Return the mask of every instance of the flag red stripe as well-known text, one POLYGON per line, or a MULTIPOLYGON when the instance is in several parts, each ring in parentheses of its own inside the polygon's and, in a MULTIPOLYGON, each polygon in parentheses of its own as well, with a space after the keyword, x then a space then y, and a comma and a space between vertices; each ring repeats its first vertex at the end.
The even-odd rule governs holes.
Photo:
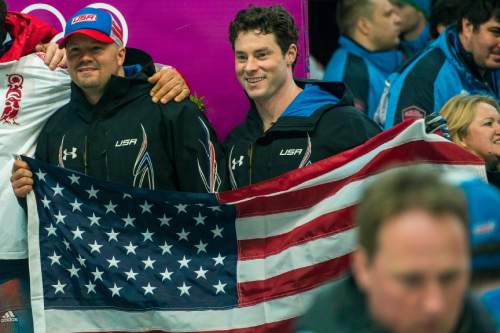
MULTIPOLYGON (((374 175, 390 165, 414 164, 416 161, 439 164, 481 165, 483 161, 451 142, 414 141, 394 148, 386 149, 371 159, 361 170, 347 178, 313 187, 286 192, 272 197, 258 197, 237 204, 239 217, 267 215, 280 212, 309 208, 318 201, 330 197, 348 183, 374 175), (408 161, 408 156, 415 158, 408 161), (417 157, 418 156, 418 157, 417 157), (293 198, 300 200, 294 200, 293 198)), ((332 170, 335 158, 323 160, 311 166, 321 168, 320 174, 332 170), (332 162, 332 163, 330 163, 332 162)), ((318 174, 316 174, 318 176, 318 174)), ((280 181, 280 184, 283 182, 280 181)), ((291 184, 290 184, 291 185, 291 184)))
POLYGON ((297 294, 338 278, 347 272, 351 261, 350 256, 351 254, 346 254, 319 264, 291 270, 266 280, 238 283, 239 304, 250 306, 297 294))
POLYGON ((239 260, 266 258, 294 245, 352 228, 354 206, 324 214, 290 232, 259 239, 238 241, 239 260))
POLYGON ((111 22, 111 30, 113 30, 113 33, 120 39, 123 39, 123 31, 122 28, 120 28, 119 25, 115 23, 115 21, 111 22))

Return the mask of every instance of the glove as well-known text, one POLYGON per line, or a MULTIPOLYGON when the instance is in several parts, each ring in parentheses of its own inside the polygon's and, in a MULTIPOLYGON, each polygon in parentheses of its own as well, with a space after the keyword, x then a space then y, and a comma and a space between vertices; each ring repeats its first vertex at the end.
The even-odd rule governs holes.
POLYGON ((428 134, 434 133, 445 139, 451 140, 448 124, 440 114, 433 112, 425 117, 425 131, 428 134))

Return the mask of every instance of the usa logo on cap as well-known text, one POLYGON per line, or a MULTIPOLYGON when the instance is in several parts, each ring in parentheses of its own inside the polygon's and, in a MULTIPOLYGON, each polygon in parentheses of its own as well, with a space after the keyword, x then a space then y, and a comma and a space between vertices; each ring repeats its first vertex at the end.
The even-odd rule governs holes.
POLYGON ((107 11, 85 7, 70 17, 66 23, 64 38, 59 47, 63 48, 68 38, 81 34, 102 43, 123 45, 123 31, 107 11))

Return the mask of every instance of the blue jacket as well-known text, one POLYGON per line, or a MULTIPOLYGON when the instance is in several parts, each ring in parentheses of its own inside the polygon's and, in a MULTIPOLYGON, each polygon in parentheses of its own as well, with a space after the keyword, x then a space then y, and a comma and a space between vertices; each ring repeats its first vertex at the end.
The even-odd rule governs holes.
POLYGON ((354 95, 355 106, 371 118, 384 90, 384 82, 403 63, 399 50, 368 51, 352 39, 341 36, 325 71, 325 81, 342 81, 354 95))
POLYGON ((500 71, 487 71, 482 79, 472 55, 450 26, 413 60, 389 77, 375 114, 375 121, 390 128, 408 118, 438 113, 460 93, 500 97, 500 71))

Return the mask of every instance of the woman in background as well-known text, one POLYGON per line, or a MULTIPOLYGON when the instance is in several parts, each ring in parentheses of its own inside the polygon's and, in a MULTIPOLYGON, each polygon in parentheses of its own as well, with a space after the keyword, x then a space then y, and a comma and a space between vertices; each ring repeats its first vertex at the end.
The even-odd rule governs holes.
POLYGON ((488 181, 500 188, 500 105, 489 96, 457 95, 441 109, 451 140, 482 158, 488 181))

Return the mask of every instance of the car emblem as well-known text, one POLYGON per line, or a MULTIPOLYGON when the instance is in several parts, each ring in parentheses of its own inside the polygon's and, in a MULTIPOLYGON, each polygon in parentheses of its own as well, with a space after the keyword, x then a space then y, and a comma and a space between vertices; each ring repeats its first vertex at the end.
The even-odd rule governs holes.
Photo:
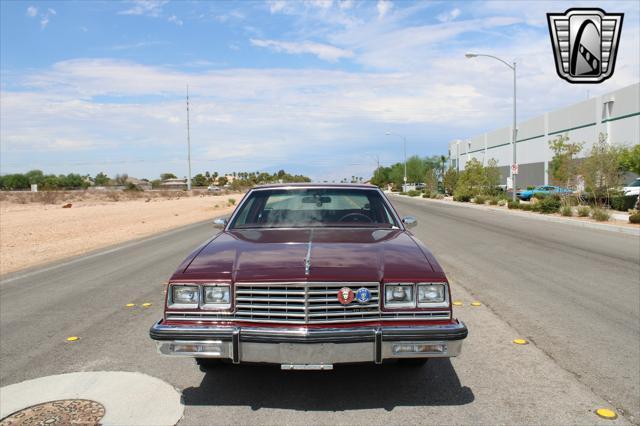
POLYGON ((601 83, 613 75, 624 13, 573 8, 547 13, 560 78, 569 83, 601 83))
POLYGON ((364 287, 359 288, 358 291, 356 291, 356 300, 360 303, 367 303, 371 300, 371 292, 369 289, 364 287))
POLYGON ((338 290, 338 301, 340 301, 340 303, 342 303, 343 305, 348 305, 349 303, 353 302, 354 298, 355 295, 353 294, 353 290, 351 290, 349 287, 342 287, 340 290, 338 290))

• • •

Task directions —
Although the records hold pictures, return only what remains, word for word.

Answer space —
Return the mask of every instance of the flag red stripe as well-known text, one POLYGON per line, or a MULTIPOLYGON when the instance is in several parts, each ring in parentheses of its own inside the polygon's and, in a MULTIPOLYGON, each polygon in parentheses of its own as well, with a space after the keyword, x then a space then y, and a comma and a space between vertices; each ring repeats its first vertex at the end.
The even-odd rule governs holes.
Photo:
MULTIPOLYGON (((374 175, 390 165, 414 164, 416 161, 439 164, 481 165, 483 161, 451 142, 414 141, 394 148, 386 149, 371 159, 361 170, 347 178, 313 187, 286 192, 272 197, 258 197, 237 204, 239 217, 267 215, 280 212, 309 208, 318 201, 330 197, 348 183, 374 175), (408 161, 408 156, 415 158, 408 161), (417 157, 418 156, 418 157, 417 157), (293 198, 300 200, 294 200, 293 198)), ((332 170, 335 158, 323 160, 311 166, 321 168, 320 174, 332 170), (332 162, 332 163, 330 163, 332 162)), ((318 174, 316 174, 318 176, 318 174)), ((280 181, 280 184, 283 182, 280 181)), ((291 184, 290 184, 291 185, 291 184)))
POLYGON ((297 294, 338 278, 347 272, 351 261, 350 256, 351 254, 346 254, 319 264, 291 270, 266 280, 238 283, 239 304, 250 306, 297 294))
POLYGON ((239 260, 266 258, 294 245, 352 228, 354 206, 324 214, 290 232, 259 239, 238 241, 239 260))
POLYGON ((111 22, 111 30, 113 30, 113 33, 120 39, 123 39, 123 31, 122 28, 120 28, 119 25, 115 23, 115 21, 111 22))

Return the mask of every instance of the glove as well-known text, one POLYGON per line, or a MULTIPOLYGON when the instance is in several parts, each ring in parentheses of its own inside the polygon's and, in a MULTIPOLYGON, each polygon in parentheses of its own as well, with a space after the keyword, x then a space then y, and a comma and a space between vertices; each ring repeats its first vertex at the end.
The even-odd rule governs holes.
POLYGON ((428 134, 434 133, 445 139, 451 140, 448 124, 440 114, 433 112, 425 117, 425 131, 428 134))

Return the mask of every instance of the usa logo on cap as well-known text, one POLYGON per line, or a MULTIPOLYGON when the instance is in several parts, each ring in parentheses of its own inside the polygon's and, in a MULTIPOLYGON, each polygon in parentheses of its own as well, with a space after the keyword, x then a space then y, and a comma and a space between vertices; each ring repeats its first vertex at the end.
The even-odd rule governs holes.
POLYGON ((107 11, 85 7, 70 17, 66 23, 64 38, 59 47, 63 48, 68 38, 81 34, 102 43, 123 45, 123 31, 107 11))

Return the mask of every instance of the blue jacket as well-known text, one POLYGON per line, or a MULTIPOLYGON when the instance is in several parts, each ring in parentheses of its own inside the polygon's and, in a MULTIPOLYGON, each polygon in parentheses of its own as well, with a space after the keyword, x then a space then y, and a comma and a space between vertices; each ring repeats its first vertex at the end.
The even-odd rule governs holes.
POLYGON ((354 95, 355 106, 371 118, 384 90, 384 82, 403 63, 399 50, 368 51, 352 39, 341 36, 325 71, 325 81, 342 81, 354 95))
POLYGON ((500 71, 487 71, 482 79, 472 55, 450 26, 413 60, 389 77, 375 114, 375 121, 390 128, 408 118, 438 113, 460 93, 500 97, 500 71))

Return the mask of every instance of the woman in background as well-known text, one POLYGON per line, or a MULTIPOLYGON when the instance is in several parts, each ring in parentheses of its own inside the polygon's and, in a MULTIPOLYGON, each polygon in parentheses of its own as well, with a space after the keyword, x then a space then y, and a comma and a space between vertices; each ring repeats its first vertex at the end.
The even-odd rule governs holes.
POLYGON ((488 181, 500 188, 500 105, 489 96, 457 95, 441 109, 451 140, 482 158, 488 181))

Return the mask of every instance of the car emblem as well-known text, one POLYGON per line, or a MULTIPOLYGON when the instance is in several parts, each ring in parentheses of its own inside the polygon's and, in a MULTIPOLYGON, each polygon in parentheses of its own as well, with a space after the keyword, x then a space then y, and a comma and a space between vertices; each ring repeats its first vertex at the end.
The even-odd rule governs holes.
Photo:
POLYGON ((601 83, 613 75, 624 13, 573 8, 547 13, 560 78, 569 83, 601 83))
POLYGON ((364 287, 359 288, 358 291, 356 291, 356 300, 360 303, 367 303, 371 300, 371 292, 369 289, 364 287))
POLYGON ((338 290, 338 301, 340 301, 340 303, 342 303, 343 305, 348 305, 349 303, 353 302, 354 298, 355 295, 353 294, 353 290, 351 290, 349 287, 342 287, 340 290, 338 290))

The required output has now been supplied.